_What you will do_. Can you swap "Note to the class" for "Note to the group" in the lines from the line with "the black wetsuit" up to and including the line with "pixel 588 291", and give those lines again with everything else unchanged?

===== Dataset entries =====

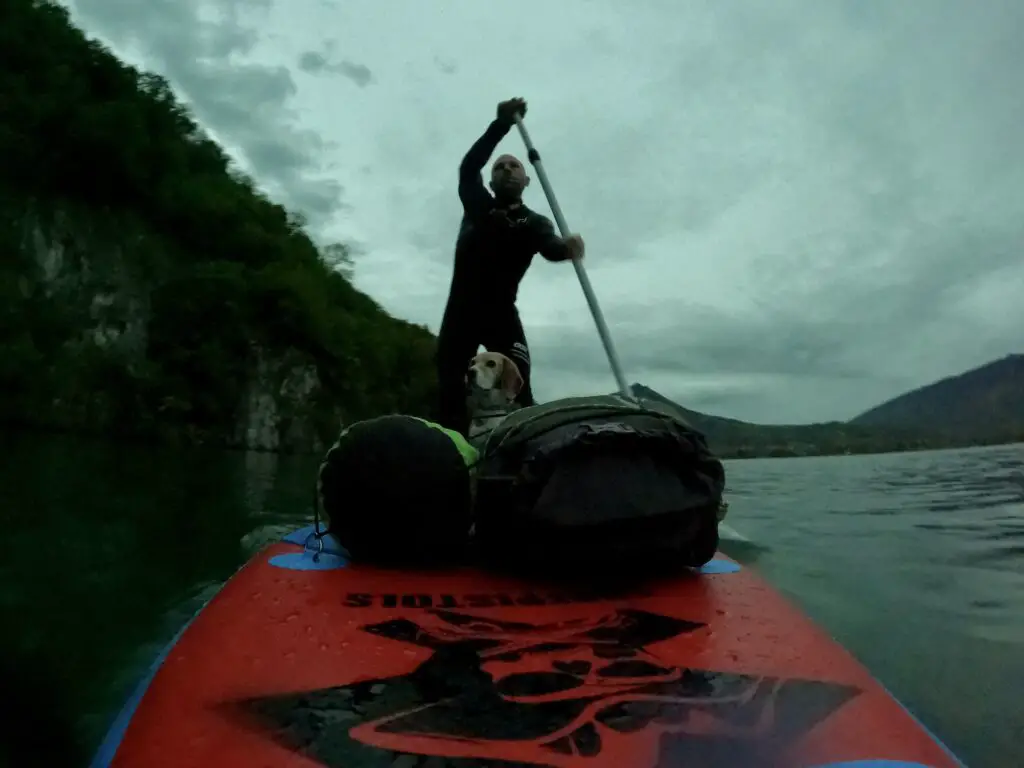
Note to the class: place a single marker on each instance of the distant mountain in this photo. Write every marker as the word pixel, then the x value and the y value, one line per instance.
pixel 983 406
pixel 984 402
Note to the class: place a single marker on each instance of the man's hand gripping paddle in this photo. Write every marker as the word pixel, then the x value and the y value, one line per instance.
pixel 602 329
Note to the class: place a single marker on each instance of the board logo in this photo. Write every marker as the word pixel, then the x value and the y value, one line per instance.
pixel 564 693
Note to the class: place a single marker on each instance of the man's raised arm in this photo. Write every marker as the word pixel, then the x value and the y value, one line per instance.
pixel 471 190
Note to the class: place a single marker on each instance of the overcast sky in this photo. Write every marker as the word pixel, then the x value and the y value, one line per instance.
pixel 793 210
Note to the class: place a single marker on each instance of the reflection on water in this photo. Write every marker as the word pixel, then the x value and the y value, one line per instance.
pixel 913 561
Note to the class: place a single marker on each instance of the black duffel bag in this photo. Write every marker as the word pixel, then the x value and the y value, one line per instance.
pixel 589 485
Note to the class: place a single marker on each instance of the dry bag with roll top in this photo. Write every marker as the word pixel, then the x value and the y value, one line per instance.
pixel 589 484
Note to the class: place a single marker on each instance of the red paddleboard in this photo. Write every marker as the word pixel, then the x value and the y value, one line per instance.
pixel 299 663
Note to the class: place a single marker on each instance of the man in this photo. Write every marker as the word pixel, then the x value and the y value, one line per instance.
pixel 497 242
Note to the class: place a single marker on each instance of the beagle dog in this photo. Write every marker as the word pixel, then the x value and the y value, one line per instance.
pixel 493 382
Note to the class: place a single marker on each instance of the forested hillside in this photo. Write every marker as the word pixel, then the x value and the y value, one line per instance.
pixel 147 288
pixel 986 400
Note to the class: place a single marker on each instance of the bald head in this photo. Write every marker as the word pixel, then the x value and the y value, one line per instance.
pixel 508 178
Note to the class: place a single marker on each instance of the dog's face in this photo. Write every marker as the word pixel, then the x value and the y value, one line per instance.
pixel 492 380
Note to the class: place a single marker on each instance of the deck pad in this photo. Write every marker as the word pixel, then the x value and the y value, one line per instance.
pixel 310 665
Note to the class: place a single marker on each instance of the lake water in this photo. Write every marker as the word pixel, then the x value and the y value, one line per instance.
pixel 913 561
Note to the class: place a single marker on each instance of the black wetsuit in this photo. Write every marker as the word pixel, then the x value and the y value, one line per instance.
pixel 495 248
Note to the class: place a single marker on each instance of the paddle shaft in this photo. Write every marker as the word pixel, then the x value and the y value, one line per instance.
pixel 588 291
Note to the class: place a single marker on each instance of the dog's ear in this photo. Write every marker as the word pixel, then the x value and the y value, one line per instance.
pixel 511 379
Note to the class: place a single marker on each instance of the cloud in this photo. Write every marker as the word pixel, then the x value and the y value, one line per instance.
pixel 205 48
pixel 316 64
pixel 793 210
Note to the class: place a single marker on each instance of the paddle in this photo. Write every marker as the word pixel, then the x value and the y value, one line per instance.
pixel 602 329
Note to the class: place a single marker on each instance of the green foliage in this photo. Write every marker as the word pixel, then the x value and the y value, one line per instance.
pixel 227 276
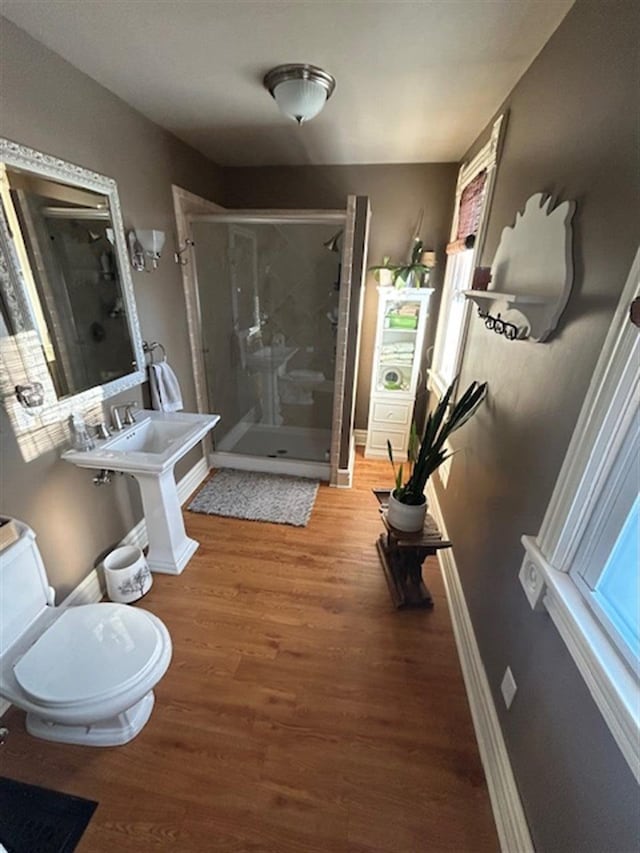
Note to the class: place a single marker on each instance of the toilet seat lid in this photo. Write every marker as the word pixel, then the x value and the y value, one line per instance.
pixel 89 652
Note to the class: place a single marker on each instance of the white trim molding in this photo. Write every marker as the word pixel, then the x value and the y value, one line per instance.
pixel 360 437
pixel 609 416
pixel 486 159
pixel 508 812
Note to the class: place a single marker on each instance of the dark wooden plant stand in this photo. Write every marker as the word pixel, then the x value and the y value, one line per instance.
pixel 402 555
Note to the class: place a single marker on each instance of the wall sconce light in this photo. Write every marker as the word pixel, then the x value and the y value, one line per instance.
pixel 143 245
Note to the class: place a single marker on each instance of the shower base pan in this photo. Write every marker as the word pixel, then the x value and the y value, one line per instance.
pixel 299 451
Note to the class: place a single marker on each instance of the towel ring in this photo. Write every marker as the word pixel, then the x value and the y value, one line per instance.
pixel 150 348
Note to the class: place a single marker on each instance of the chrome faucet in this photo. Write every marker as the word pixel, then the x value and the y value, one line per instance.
pixel 129 418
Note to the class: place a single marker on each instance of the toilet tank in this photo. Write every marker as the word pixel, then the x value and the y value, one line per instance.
pixel 24 588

=====

_Correct output_.
Note to the group: place a single marker on each instance of the black wetsuit in this photo. Write every marker as the word pixel, then the x value and the y value, one line per instance.
pixel 495 248
Note to the group: place a single marker on each instance of the paddle shaft in this photo. Write every marker as the word pixel, then the x value and the y value, one line per instance.
pixel 588 291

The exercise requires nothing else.